Kutipan Dokumen:
Sukses


Kala BAKTI Kominfo Menyambungkan Hati, Menyingkap Rezeki dan Membawa Berkah Abadi bagi Masyarakat Indonesia : Energi Bahagia Tersambungkan

NURUL Sakdiyah terlihat gelisah. Ia duduk di beranda sebuah rumah sembari memasang wajah waswas. Maklum, ia sudah menunggu cukup lama. Kali ini, masalahnya tak sesederhana yang dikira orang.

Nurul bukan sedang mengantre sembako atau sedang menuju ke biliki mandi. Lebih dari itu, Nurul sudah tak bisa menahan perasaan dan ingin meledakkan apa saja isi yang ada di kepalanya.

Bolak-balik dia melihat ke lengannya. Kali ini bukan karena ia gatal digigit nyamuk. Bahkan, ia tak takut lagi sekiranya ada nyamuk yang mengigitnya, dan itu menyebabkan dirinya malaria. Maklum, di tempatnya hidup, malaria memang menjadi sudah menjadi endemik. Tak heran jika di setiap rumah selalu ada kelambu.

Lagi-lagi, Nurul juga tak peduli dengan perutnya yang sudah memanggil-manggil minta diisi. Musik keroncongan yang bermain di perutnya tak bisa menggubris wajah tegangnya. "Biarkan, lebih baik lapar daripada kesempatan hilang," gumam Nurul dalam hati.

Tantangan 1:
Jawab pertanyaan berikut berdasarkan kutipan dokumen.
(a) Di mana Nurul Sakdiyah duduk?
(b) Apa yang disebut sudah menjadi endemik di tempat Nurul hidup?
(c) Benda apa yang selalu ada di setiap rumah di tempat itu?
Kutipan dokumen dan entri berasal dari sumber yang berbeda.

Entri untuk Tugas:
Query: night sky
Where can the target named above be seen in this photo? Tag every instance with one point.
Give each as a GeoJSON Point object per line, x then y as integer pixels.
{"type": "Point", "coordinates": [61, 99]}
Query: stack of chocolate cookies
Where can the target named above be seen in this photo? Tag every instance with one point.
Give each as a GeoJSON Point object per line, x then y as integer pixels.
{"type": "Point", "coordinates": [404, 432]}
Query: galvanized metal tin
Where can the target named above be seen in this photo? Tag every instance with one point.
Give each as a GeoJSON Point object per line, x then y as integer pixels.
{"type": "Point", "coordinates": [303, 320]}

Tantangan 2: Tulis ulang entri mulai dari baris yang memuat "Query: stack of chocolate cookies" hingga baris terakhir entri, dengan menukar "photo" menjadi "image" dan membiarkan bagian lain tetap sama.

Jawaban Tertulis 1:
(a) Di beranda sebuah rumah.
(b) Malaria.
(c) Kelambu.

Jawaban Tertulis 2:
Query: stack of chocolate cookies
Where can the target named above be seen in this image? Tag every instance with one point.
Give each as a GeoJSON Point object per line, x then y as integer pixels.
{"type": "Point", "coordinates": [404, 432]}
Query: galvanized metal tin
Where can the target named above be seen in this image? Tag every instance with one point.
Give each as a GeoJSON Point object per line, x then y as integer pixels.
{"type": "Point", "coordinates": [303, 320]}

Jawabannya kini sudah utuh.